> [WHAT THE EXERCISE ASKS]:
Rewrite the following lines as a numbered list, leaving out any blank lines.

> [DATA IN THIS EXERCISE]:
————————

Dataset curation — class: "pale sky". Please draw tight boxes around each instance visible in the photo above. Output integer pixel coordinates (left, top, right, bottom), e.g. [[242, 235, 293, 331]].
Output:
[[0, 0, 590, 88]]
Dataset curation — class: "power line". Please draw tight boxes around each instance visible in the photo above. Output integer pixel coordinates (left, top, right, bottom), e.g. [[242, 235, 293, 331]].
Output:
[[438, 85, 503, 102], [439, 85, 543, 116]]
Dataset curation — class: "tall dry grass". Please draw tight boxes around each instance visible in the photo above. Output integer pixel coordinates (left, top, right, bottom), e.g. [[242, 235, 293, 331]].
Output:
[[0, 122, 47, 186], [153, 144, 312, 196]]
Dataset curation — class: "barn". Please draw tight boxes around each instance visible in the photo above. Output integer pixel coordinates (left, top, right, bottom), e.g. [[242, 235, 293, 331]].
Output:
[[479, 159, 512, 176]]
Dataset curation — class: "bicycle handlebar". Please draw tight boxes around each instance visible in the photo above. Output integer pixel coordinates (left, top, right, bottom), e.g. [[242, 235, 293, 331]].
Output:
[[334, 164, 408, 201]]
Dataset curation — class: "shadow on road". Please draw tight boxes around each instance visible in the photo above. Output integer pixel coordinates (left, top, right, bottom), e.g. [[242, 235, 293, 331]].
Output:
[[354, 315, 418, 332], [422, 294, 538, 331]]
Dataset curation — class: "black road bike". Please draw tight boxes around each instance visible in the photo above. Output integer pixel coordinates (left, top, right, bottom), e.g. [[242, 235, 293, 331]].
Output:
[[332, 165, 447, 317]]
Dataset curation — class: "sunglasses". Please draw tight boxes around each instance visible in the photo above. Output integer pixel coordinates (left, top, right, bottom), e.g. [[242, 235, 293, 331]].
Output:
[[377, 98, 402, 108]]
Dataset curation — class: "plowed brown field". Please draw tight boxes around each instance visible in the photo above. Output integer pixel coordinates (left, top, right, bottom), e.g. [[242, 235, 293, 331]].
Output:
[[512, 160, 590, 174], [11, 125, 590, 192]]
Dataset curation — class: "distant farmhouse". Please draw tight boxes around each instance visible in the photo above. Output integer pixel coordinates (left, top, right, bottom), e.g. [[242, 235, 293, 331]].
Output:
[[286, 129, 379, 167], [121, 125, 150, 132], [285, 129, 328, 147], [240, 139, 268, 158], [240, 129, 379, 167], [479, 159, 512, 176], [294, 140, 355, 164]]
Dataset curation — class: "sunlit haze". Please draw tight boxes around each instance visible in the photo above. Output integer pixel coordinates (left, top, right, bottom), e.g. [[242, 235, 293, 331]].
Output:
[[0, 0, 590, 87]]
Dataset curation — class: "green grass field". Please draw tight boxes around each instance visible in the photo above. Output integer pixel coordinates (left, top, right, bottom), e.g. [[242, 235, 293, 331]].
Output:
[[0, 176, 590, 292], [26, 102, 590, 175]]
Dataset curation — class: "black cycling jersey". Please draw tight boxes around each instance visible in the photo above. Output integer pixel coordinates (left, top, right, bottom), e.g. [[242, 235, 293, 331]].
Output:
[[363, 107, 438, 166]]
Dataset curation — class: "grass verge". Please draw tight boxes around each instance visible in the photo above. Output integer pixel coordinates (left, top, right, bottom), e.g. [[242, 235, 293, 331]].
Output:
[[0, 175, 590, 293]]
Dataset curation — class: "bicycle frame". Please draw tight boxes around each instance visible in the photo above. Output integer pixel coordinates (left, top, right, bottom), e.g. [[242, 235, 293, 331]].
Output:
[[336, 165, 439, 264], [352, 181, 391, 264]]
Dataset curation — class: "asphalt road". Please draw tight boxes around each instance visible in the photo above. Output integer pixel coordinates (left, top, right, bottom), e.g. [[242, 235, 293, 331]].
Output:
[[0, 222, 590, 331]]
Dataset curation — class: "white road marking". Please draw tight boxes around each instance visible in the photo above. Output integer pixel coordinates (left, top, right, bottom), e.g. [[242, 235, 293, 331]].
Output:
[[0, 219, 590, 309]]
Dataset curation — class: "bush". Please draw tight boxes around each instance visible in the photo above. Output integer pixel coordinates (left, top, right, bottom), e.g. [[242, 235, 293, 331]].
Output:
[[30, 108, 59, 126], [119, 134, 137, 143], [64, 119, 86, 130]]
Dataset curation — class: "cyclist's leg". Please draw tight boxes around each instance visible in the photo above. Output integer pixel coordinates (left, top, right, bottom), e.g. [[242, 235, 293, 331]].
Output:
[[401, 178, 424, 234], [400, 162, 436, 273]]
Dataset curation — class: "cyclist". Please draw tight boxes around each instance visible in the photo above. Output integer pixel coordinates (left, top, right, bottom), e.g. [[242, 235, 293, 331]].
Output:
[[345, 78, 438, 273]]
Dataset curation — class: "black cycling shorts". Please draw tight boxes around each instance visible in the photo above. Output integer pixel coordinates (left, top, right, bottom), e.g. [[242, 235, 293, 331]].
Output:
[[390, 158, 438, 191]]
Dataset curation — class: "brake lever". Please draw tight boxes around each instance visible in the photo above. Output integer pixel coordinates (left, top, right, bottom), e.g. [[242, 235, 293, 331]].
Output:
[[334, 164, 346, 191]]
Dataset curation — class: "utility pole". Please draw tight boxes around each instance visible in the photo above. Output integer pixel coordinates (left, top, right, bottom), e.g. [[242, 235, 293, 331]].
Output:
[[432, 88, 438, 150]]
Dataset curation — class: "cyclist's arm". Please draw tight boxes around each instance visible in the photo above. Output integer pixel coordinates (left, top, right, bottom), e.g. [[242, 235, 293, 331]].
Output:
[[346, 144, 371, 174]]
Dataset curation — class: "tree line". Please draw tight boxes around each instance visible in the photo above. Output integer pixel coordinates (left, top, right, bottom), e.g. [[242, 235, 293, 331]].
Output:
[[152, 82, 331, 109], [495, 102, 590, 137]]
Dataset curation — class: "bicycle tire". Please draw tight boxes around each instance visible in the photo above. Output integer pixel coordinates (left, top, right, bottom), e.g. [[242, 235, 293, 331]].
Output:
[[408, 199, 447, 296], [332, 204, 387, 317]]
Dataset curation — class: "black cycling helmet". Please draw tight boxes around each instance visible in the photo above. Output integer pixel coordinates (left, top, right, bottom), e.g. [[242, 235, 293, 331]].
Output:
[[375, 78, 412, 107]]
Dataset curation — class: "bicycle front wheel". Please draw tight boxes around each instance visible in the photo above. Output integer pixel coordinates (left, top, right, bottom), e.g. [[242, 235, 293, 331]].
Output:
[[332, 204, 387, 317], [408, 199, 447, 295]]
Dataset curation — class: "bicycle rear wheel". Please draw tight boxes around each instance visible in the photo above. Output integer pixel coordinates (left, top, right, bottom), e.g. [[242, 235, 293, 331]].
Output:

————————

> [ANSWER TO THE EXERCISE]:
1. Dataset curation — class: "pale sky". Please draw tight boxes around each instance visible in the photo above. Output integer pixel coordinates (left, top, right, bottom), e.g. [[242, 235, 293, 331]].
2. Output:
3. [[0, 0, 590, 88]]
4. Dataset curation — class: "power line". Please draw tight boxes around each instance visible in the photo above. Output integer pixel coordinates (left, top, right, bottom), e.g. [[242, 235, 293, 331]].
5. Output:
6. [[438, 85, 503, 102], [439, 85, 543, 116]]
7. Dataset curation — class: "tall dry grass". Please draw tight boxes around each instance visible in the photo above. Output integer pixel coordinates (left, top, right, bottom), e.g. [[242, 235, 293, 331]].
8. Output:
9. [[0, 122, 47, 186], [153, 144, 312, 196]]
10. Dataset curation — class: "barn". Please draw tight boxes around each instance visible in the photo above. Output integer pixel coordinates (left, top, right, bottom), e.g. [[242, 235, 293, 331]].
11. Output:
12. [[479, 159, 512, 176]]
13. Dataset curation — class: "bicycle handlebar". Please draw tight boxes around each instance visible in the photo above. Output integer pixel coordinates (left, top, right, bottom), e.g. [[242, 235, 293, 331]].
14. Output:
15. [[334, 164, 408, 201]]
16. Dataset curation — class: "shadow on road". Please draw tight boxes around each instance visible in the photo above. Output integer pixel coordinates (left, top, right, bottom), e.g. [[242, 235, 293, 331]].
17. Output:
18. [[354, 315, 418, 332], [422, 294, 538, 331]]
19. Dataset curation — class: "black road bike". Please draw tight boxes around each instance visible in the photo above. Output integer pixel coordinates (left, top, right, bottom), e.g. [[242, 235, 293, 331]].
20. Output:
21. [[332, 165, 447, 317]]
22. Dataset curation — class: "sunglasses". Please draw tight boxes around each instance visible in the photo above. Output integer pixel coordinates (left, top, right, bottom), e.g. [[242, 235, 293, 331]].
23. Output:
24. [[377, 98, 402, 108]]
25. Dataset curation — class: "plowed brown field". Please draw tight boxes around each instance visible in the photo above. Output integer pixel coordinates (left, top, right, bottom), e.g. [[242, 235, 293, 331]].
26. Output:
27. [[512, 160, 590, 174], [11, 125, 590, 192]]
28. Dataset curation — class: "distant farmhouse". Please draw tight boxes around each instance visible in the photo above. Output integer pixel coordinates (left, top, right, bottom), e.g. [[242, 235, 293, 331]].
29. Output:
30. [[286, 129, 379, 167], [121, 125, 150, 132], [285, 129, 328, 147], [240, 139, 268, 158], [240, 129, 379, 167], [479, 159, 512, 176], [294, 140, 355, 164]]
31. Dataset curation — class: "sunlit haze". Please draw tight boxes around each instance visible in the photo above. Output integer pixel coordinates (left, top, right, bottom), e.g. [[242, 235, 293, 331]].
32. Output:
33. [[0, 0, 590, 87]]
34. Dataset curation — class: "green grass field". Please draw tight boxes around each instance visible in the photo above. Output integer pixel coordinates (left, top, right, bottom), e.g. [[242, 235, 293, 331]].
35. Output:
36. [[0, 176, 590, 292], [26, 102, 590, 175]]
37. Dataset curation — class: "black cycling jersey". Please draw tight boxes around each instance visible in the photo above. Output integer pixel coordinates (left, top, right, bottom), e.g. [[242, 235, 293, 331]].
38. Output:
39. [[363, 107, 438, 166]]
40. Dataset curation — class: "grass verge". Please draw tight boxes around each instance visible in the photo above. Output integer pixel coordinates (left, top, right, bottom), e.g. [[242, 235, 293, 331]].
41. Output:
42. [[0, 175, 590, 293]]
43. Dataset curation — class: "bicycle frame". Please draw tight boxes around each instance visible in the photo above. Output integer pixel coordinates (left, top, right, bottom), e.g. [[242, 235, 293, 331]].
44. Output:
45. [[336, 165, 439, 264], [352, 181, 391, 264]]
46. Dataset curation — class: "asphalt road". Please draw tight boxes around each instance visible in the photo above. Output integer pixel coordinates (left, top, right, bottom), e.g. [[242, 235, 293, 331]].
47. Output:
48. [[0, 222, 590, 331]]
49. Dataset curation — class: "white road marking". Please draw tight boxes around each instance visible in the photo above. Output integer pixel coordinates (left, top, right, bottom), e.g. [[242, 235, 293, 331]].
50. Output:
51. [[0, 219, 590, 309]]
52. Dataset curation — class: "bush". Please draw tight boxes around each instance visible in the photo above. Output integer pixel coordinates (left, top, right, bottom), e.g. [[242, 235, 293, 331]].
53. Output:
54. [[30, 108, 59, 126], [119, 134, 137, 143], [64, 119, 86, 130]]
55. Dataset curation — class: "cyclist's leg". Please draw tight boxes around each instance visible in the photo above. Output integer pixel coordinates (left, top, right, bottom), e.g. [[242, 235, 293, 331]].
56. Output:
57. [[401, 178, 424, 234], [400, 162, 436, 273]]
58. Dataset curation — class: "cyclist". Please draw tight boxes around each instance visible in the photo above. Output integer pixel coordinates (left, top, right, bottom), e.g. [[242, 235, 293, 331]].
59. Output:
60. [[345, 78, 438, 273]]
61. Dataset curation — class: "black cycling shorts". Please draw tight boxes around each instance visible in the photo above. Output integer pixel coordinates (left, top, right, bottom), e.g. [[242, 235, 293, 331]].
62. Output:
63. [[390, 158, 438, 191]]
64. Dataset curation — class: "brake lever". Please draw tight boxes around each instance visible in the photo above. Output integer pixel coordinates (left, top, right, bottom), e.g. [[242, 235, 293, 331]].
65. Output:
66. [[334, 164, 346, 191]]
67. Dataset curation — class: "utility pole". Please draw tight boxes around each instance visible in the photo above. Output integer pixel coordinates (left, top, right, bottom), e.g. [[242, 235, 293, 331]].
68. Output:
69. [[432, 88, 438, 150]]
70. Dataset curation — class: "cyclist's arm". Please draw tight boxes around each instance visible in the photo above. Output integer pixel coordinates (left, top, right, bottom), e.g. [[242, 235, 293, 331]].
71. Output:
72. [[346, 144, 371, 174]]
73. Dataset curation — class: "tree line". Please draw tight boxes around each instance visible in the photo above. Output integer pixel coordinates (left, top, right, bottom), e.g. [[242, 235, 293, 331]].
74. Output:
75. [[152, 82, 331, 109], [495, 102, 590, 137]]
76. Dataset curation — class: "bicycle tire". Please draw tight boxes around each instance visible in the photo above. Output integer pixel coordinates (left, top, right, bottom), e.g. [[242, 235, 293, 331]].
77. Output:
78. [[408, 199, 447, 296], [332, 204, 387, 317]]
79. Dataset curation — class: "black cycling helmet". Please draw tight boxes around each instance visible in the photo above. Output integer pixel coordinates (left, top, right, bottom), e.g. [[242, 235, 293, 331]].
80. Output:
81. [[375, 78, 412, 107]]
82. Dataset curation — class: "bicycle front wheel". Please draw tight boxes around each instance visible in the photo above. Output integer pixel coordinates (left, top, right, bottom), e.g. [[242, 235, 293, 331]].
83. Output:
84. [[332, 204, 387, 317], [408, 199, 447, 295]]
85. Dataset curation — class: "bicycle rear wheel". Please draw tight boxes around each instance visible in the photo above. Output integer pixel coordinates (left, top, right, bottom), e.g. [[242, 235, 293, 331]].
86. Output:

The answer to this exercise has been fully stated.